┌─ EXTRAIT DU TEXTE

Leur problème est [que, pour les pertes russes,] ils ne peuvent se reposer que sur ce qui est visible sur les médias sociaux, et côté Ukrainien.

Cependant, les pertes de matériel n'arrivent pas que sur le terrain, et n'importe quelle personne ayant fait de la maintenance industrielle ou de véhicules pourra vous dire qu'une partie des pertes ne seront décomptées qu'après avoir été rapatriées dans un atelier de réparation. Et, dans le cas d'un conflit, il y aura toujours quelques équipements réduit à un tel état qu'il sera impossible de les identifier, ou même de les séparer d'autres matériels également détruits au même endroit.

Schéma simplifié du décompte de pertes

[Le compte Partizan Oleg sur Twitter] a effectué un décompte et des calculs il y a quelques mois.

Ils ont pris une version spécifique du T-80 [le T-80BVM, utilisé par une seule unité de l'armée russe], les chiffres existants sur ORYX pour cette version, et les pertes annoncées par l'armée russe.

Résultat : 75 à 86% des pertes reportées par Oryx. Ce qui est, en soi, prévisible. 15 à 25% des pertes non visibles sur le terrain colle à la logique schématisée ci-dessus.

Pour exemple, voir cet exemple d'un Sukhoï-25 russe, qui a pu retourner se poser en Russie, mais dont la cellule a probablement été ferraillée par la suite, dû à l'étendue des dégâts.

Vous allez me demander, mais où vais-je avec ce raisonnement ?

Une très bonne question, que je vous remercie d'avoir posée. Le Kyiv Independant a publié un article rapportant que les forces russes avaient, au 24 février 2022, 3300 chars d'assaut opérationnels (active et réserve).

Pas engagés en Ukraine, mais sur la totalité de la Russie.

Cela semble relativement proche de la réalité [voir cette vidéo de Covert Cabal sur le sujet].

Considérant que la Russie est connue pour ses stocks très long terme d'armement [NDR : Le char lourd T-10 de 1952 n'a été sorti des stocks opérationnels qu'en 1995, par exemple], ajoutons généreusement 700 chars d'origines diverses : LNR, DNR, sorties de cocons, et bien entendu les variantes du T-62 repérées [et déjà détruites/capturées] sur le terrain.

Soit un total d'environ 4000 chars d'assaut au début du conflit.

Oryx nous donne le chiffre de [1050] chars détruits.

En appliquant les chiffres ci-dessus, nous nous retrouvons avec une fourchette allant de 1200 à 1350 chars détruits.

Soit entre 30 et 34% de la totalité des chars de l'armée russe purement et simplement détruits.

A tout ça, on peut ajouter :

  • Endommagés, 86;
  • Abandonnés, 97;
  • Capturés, 548.

Et soudain, nous nous retrouvons avec un niveau de pertes se situant entre 48 et 52% du total des forces russes.

Donc, sur les [12 premiers] mois d'une opération sensée durer 3 jours, la Russie a perdu environ la moitié de son parc total de chars d'assaut, tous modèles confondus, allant du tout dernier T-90M à l'antique T-62.

└─

### CONSIGNES:
1) Présentez sous forme de liste JSON de chaînes, une chaîne par ligne et sans les lignes vides, les lignes des entrées allant de celle qui contient "q: distant hillside" jusqu'à la fin des entrées, bornes incluses.
2) Reprenez le texte sur les pertes de chars russes à partir de l'endroit où il s'arrête.

┌─ ENTRÉES SOURCES

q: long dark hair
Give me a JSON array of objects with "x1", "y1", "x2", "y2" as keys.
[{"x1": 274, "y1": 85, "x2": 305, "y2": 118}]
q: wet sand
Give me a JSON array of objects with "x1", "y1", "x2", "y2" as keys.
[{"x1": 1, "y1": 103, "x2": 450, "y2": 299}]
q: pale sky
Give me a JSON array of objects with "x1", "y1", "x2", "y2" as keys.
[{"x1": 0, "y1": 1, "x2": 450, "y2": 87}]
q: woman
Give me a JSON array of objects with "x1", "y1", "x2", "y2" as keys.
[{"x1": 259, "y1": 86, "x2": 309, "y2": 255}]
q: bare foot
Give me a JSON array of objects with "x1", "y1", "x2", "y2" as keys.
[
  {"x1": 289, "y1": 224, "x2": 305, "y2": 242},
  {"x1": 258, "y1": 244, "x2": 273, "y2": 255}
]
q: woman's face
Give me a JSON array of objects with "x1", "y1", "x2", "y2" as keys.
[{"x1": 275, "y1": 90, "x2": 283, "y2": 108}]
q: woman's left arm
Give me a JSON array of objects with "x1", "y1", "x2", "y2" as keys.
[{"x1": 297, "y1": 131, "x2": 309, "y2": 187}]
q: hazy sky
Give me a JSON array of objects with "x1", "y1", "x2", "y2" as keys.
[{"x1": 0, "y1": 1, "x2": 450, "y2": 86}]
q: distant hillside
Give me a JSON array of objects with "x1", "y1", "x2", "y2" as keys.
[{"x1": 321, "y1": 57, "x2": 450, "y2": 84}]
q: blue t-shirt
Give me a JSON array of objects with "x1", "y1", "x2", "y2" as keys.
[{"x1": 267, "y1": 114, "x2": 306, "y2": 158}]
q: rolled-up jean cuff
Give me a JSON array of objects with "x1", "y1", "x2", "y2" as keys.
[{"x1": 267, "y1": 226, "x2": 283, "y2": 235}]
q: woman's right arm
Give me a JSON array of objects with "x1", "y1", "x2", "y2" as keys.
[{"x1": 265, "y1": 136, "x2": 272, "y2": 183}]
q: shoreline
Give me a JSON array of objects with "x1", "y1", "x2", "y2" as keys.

└─

### RÉPONSES RÉDIGÉES:
1)
[
  "q: distant hillside",
  "Give me a JSON array of objects with \"x1\", \"y1\", \"x2\", \"y2\" as keys.",
  "[{\"x1\": 321, \"y1\": 57, \"x2\": 450, \"y2\": 84}]",
  "q: blue t-shirt",
  "Give me a JSON array of objects with \"x1\", \"y1\", \"x2\", \"y2\" as keys.",
  "[{\"x1\": 267, \"y1\": 114, \"x2\": 306, \"y2\": 158}]",
  "q: rolled-up jean cuff",
  "Give me a JSON array of objects with \"x1\", \"y1\", \"x2\", \"y2\" as keys.",
  "[{\"x1\": 267, \"y1\": 226, \"x2\": 283, \"y2\": 235}]",
  "q: woman's right arm",
  "Give me a JSON array of objects with \"x1\", \"y1\", \"x2\", \"y2\" as keys.",
  "[{\"x1\": 265, \"y1\": 136, \"x2\": 272, \"y2\": 183}]",
  "q: shoreline",
  "Give me a JSON array of objects with \"x1\", \"y1\", \"x2\", \"y2\" as keys."
]

2)
[A 6 mois, en septembre, je me posait la question suivante :] Où cela nous mène-t-il ?

C'est une bonne question à laquelle je ne peux apporter de réponse.

L'armée Russe va-t-elle dégarnir les frontières pour envoyer plus de blindés modernes en Ukraine ? [Certaines rumeurs en ont déjà fait état, et il a été confirmé que l'armée Russe a pris des T-72 de l'armée Biélorusse pour les intégrer dans ses unités.] Cela montrerai que la Russie a totalement confiance dans le fait que l'OTAN et la Chine n'en profiteraient pas pour des incursions sur le territoire Russe (ce qui irait à l'encontre des accusations du Kremlin, NDR).

Vont-ils déployer sur le terrain plus de T-62, voire des T-54/55 ? En ont-ils toujours sous cocon, qu'ils pourraient remettre en service ?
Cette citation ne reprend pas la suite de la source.